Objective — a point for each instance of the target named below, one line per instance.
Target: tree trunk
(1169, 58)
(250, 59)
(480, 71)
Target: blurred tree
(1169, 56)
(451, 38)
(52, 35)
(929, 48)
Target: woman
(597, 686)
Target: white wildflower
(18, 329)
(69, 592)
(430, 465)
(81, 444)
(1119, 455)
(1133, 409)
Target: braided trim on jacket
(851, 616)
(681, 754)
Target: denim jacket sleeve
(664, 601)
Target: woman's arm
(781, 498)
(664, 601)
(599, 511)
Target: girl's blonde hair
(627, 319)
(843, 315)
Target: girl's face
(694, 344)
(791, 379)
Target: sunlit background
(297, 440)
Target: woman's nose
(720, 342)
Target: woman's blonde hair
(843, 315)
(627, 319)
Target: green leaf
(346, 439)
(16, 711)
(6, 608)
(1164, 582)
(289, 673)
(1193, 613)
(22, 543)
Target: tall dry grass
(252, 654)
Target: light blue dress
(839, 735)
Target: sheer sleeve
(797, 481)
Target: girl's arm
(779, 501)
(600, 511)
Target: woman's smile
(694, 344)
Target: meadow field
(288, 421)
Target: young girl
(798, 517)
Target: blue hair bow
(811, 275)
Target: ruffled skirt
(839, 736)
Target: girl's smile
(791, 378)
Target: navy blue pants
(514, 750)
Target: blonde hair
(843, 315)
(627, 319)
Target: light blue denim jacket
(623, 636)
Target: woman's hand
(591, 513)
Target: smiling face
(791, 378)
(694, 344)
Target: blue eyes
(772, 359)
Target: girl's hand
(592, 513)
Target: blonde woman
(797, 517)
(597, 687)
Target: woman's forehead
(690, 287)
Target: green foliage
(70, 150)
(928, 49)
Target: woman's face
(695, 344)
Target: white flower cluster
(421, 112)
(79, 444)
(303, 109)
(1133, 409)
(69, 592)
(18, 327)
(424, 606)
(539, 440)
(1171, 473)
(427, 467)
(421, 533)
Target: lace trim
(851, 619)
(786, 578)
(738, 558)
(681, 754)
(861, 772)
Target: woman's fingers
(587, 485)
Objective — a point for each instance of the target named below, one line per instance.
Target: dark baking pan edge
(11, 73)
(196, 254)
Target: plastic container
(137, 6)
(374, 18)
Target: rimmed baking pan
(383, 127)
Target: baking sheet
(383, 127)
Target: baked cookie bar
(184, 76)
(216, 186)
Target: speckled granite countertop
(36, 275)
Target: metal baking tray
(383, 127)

- [TASK GOAL]: Write every record out again, unaltered.

- [EXERCISE RESULT]:
Objective — a point for each instance of the target named below, one line per instance.
Target: tree trunk
(1169, 58)
(250, 59)
(480, 71)
Target: blurred tree
(1169, 56)
(451, 38)
(52, 35)
(929, 48)
Target: woman
(597, 686)
Target: white wildflower
(18, 329)
(69, 592)
(430, 465)
(81, 444)
(1119, 455)
(1133, 409)
Target: braided trim on jacket
(851, 616)
(681, 754)
Target: denim jacket sleeve
(664, 601)
Target: woman's arm
(781, 498)
(664, 601)
(599, 511)
Target: girl's blonde hair
(627, 319)
(843, 315)
Target: girl's face
(694, 344)
(791, 379)
Target: sunlit background
(297, 440)
Target: woman's nose
(720, 342)
Target: woman's blonde hair
(843, 315)
(627, 319)
Target: green leaf
(346, 439)
(16, 711)
(6, 608)
(1164, 582)
(289, 673)
(1193, 613)
(22, 543)
Target: tall dry grass
(252, 654)
Target: light blue dress
(839, 735)
Target: sheer sleeve
(797, 481)
Target: girl's arm
(779, 501)
(600, 511)
Target: woman's smile
(694, 344)
Target: meadow field
(288, 421)
Target: young girl
(798, 517)
Target: blue hair bow
(811, 275)
Target: ruffled skirt
(839, 736)
Target: girl's smile
(791, 378)
Target: navy blue pants
(514, 750)
Target: blonde hair
(843, 315)
(627, 319)
Target: light blue denim jacket
(623, 636)
Target: woman's hand
(591, 513)
Target: smiling face
(791, 378)
(694, 344)
Target: blue eyes
(772, 359)
Target: girl's hand
(592, 513)
Target: blonde woman
(797, 517)
(597, 687)
Target: woman's forehead
(690, 287)
Target: green foliage
(70, 150)
(928, 49)
Target: woman's face
(695, 344)
Target: white flower cluster
(421, 112)
(79, 444)
(303, 109)
(1133, 409)
(69, 592)
(18, 327)
(424, 606)
(539, 440)
(1171, 473)
(427, 467)
(421, 533)
Target: lace trim
(851, 619)
(786, 578)
(738, 558)
(681, 754)
(861, 772)
Target: woman's fingers
(587, 485)
Objective — a point for each instance of the target named below, one line per instance.
Target: dark baking pan edge
(11, 73)
(196, 254)
Target: plastic container
(137, 6)
(374, 18)
Target: rimmed baking pan
(383, 127)
Target: baking sheet
(383, 127)
Target: baked cookie bar
(184, 76)
(216, 186)
Target: speckled granite countertop
(36, 275)
Target: metal baking tray
(383, 127)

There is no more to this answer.